:: DATA SECTION ::

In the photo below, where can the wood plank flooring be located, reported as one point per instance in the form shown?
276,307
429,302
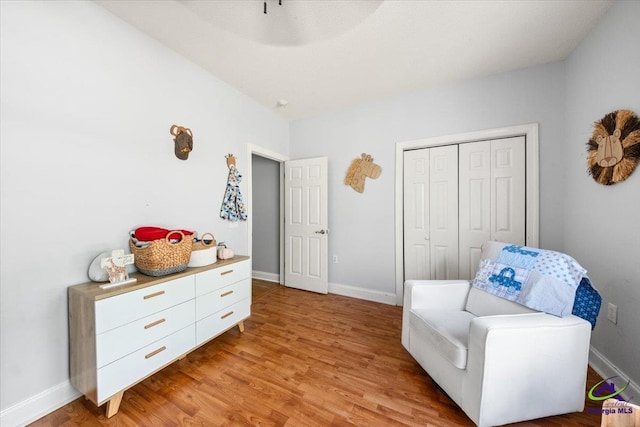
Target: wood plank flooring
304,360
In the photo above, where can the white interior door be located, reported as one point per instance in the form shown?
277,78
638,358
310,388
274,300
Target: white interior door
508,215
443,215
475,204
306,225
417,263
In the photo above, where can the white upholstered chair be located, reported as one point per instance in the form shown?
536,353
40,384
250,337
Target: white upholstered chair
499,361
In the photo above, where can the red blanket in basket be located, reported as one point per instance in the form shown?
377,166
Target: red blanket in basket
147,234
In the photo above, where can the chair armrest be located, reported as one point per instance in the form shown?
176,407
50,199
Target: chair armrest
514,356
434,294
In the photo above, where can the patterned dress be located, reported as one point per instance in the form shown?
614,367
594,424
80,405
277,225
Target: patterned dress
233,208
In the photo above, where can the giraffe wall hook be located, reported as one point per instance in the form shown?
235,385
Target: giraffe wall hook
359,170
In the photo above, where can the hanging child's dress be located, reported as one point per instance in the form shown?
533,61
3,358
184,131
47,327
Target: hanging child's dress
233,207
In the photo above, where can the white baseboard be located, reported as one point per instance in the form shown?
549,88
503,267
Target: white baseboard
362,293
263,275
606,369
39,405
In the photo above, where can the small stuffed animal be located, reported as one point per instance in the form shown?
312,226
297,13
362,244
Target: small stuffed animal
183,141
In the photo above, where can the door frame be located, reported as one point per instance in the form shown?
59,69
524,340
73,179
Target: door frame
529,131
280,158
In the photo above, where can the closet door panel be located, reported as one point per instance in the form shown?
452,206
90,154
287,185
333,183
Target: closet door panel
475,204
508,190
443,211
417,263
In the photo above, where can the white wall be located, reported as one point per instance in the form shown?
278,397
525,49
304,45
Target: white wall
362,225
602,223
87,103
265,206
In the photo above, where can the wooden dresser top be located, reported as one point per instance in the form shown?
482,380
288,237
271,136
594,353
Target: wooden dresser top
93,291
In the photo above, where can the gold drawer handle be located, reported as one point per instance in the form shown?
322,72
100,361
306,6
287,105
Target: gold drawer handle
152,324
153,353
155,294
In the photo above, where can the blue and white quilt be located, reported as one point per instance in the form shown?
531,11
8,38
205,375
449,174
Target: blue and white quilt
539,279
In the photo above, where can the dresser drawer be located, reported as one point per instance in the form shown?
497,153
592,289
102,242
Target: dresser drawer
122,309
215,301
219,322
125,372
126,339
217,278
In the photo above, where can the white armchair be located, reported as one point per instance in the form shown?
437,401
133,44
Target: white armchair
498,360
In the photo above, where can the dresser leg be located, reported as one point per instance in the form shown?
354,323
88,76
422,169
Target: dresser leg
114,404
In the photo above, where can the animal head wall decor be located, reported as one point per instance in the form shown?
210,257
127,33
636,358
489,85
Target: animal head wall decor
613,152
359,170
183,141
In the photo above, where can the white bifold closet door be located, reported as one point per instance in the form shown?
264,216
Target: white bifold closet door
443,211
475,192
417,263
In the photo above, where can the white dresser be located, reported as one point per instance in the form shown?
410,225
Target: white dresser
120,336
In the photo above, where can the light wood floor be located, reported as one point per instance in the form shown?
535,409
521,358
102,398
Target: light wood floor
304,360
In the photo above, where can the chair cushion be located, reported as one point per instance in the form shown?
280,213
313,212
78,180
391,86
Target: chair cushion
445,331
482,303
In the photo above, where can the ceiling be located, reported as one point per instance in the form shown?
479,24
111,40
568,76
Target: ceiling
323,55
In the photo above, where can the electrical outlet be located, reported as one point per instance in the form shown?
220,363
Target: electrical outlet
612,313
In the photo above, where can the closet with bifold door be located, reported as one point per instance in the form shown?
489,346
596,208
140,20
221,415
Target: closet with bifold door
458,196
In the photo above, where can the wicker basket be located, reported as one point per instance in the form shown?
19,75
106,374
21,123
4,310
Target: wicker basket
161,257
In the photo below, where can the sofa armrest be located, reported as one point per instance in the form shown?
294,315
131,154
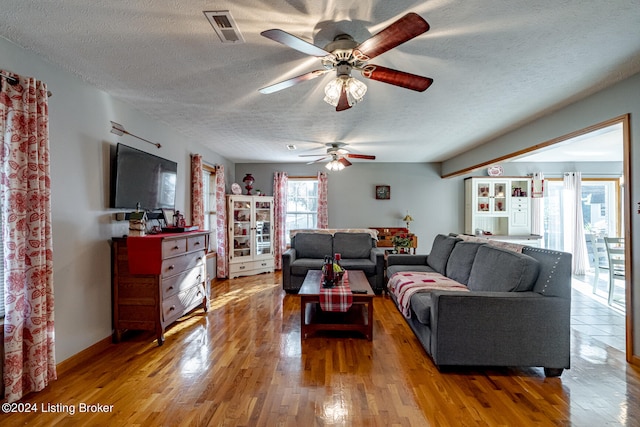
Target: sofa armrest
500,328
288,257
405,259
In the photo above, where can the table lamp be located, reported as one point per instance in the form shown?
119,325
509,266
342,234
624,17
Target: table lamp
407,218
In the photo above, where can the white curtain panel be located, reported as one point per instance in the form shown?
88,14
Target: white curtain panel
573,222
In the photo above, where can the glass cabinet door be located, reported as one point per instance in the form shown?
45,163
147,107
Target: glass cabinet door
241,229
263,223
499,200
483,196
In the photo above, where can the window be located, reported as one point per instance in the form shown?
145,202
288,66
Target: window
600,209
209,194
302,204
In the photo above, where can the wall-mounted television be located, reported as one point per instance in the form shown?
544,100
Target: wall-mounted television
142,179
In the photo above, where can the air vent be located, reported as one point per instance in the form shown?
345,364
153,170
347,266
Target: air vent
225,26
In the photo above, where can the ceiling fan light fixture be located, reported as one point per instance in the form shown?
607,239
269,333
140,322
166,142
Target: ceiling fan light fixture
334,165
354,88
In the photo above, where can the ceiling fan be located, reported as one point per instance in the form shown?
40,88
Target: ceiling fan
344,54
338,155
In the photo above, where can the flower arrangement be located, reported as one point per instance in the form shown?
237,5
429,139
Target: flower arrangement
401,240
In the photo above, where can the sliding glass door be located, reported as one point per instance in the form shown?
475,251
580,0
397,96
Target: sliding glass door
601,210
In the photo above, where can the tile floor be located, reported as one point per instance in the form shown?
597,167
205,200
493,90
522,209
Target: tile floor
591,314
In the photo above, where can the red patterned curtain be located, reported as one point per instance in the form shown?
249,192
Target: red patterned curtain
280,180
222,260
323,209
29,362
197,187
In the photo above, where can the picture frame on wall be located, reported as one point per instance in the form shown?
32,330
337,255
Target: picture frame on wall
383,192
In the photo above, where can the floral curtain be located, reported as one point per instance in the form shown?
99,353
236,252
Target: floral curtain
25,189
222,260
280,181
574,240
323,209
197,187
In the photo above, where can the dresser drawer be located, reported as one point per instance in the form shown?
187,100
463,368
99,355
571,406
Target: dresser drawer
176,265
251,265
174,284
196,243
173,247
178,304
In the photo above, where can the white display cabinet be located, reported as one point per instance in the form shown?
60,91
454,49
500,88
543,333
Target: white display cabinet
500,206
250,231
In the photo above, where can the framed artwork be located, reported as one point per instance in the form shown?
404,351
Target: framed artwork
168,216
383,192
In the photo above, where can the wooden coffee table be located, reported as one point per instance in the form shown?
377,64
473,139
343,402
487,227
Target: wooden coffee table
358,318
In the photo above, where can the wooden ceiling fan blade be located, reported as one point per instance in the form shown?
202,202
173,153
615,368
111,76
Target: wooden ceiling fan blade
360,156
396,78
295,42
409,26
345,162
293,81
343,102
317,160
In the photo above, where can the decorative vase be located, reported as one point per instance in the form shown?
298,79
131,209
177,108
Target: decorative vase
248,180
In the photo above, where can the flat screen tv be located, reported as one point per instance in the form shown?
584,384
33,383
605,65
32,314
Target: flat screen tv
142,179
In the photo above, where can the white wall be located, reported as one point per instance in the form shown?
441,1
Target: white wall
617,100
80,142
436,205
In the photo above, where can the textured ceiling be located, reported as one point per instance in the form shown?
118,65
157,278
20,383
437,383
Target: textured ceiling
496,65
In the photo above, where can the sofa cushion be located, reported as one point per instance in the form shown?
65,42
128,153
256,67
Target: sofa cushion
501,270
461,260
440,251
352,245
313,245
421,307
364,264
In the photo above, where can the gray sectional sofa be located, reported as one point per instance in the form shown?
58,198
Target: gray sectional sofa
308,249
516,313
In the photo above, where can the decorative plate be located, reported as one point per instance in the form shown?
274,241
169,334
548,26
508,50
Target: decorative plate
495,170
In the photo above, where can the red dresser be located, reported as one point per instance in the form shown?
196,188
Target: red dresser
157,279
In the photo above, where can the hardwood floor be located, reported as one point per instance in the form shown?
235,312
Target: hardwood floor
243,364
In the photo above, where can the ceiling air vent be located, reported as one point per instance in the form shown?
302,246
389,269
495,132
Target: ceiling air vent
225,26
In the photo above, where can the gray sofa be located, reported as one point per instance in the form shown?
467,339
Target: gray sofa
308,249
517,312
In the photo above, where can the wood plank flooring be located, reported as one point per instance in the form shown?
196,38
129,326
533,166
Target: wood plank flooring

:: SHORT EXERCISE ::
Give the lines of the items as a JSON list of strings, one string per line and with blank lines omitted, starting at the line that contains "In the photo above, where can the wood plank" and continuing through the last line of the items.

:: TASK OUTPUT ::
[
  "In the photo above, where can the wood plank flooring be located, reported as one point per instance in the form shown?",
  "196,38",
  "129,326",
  "533,166",
  "Target: wood plank flooring"
]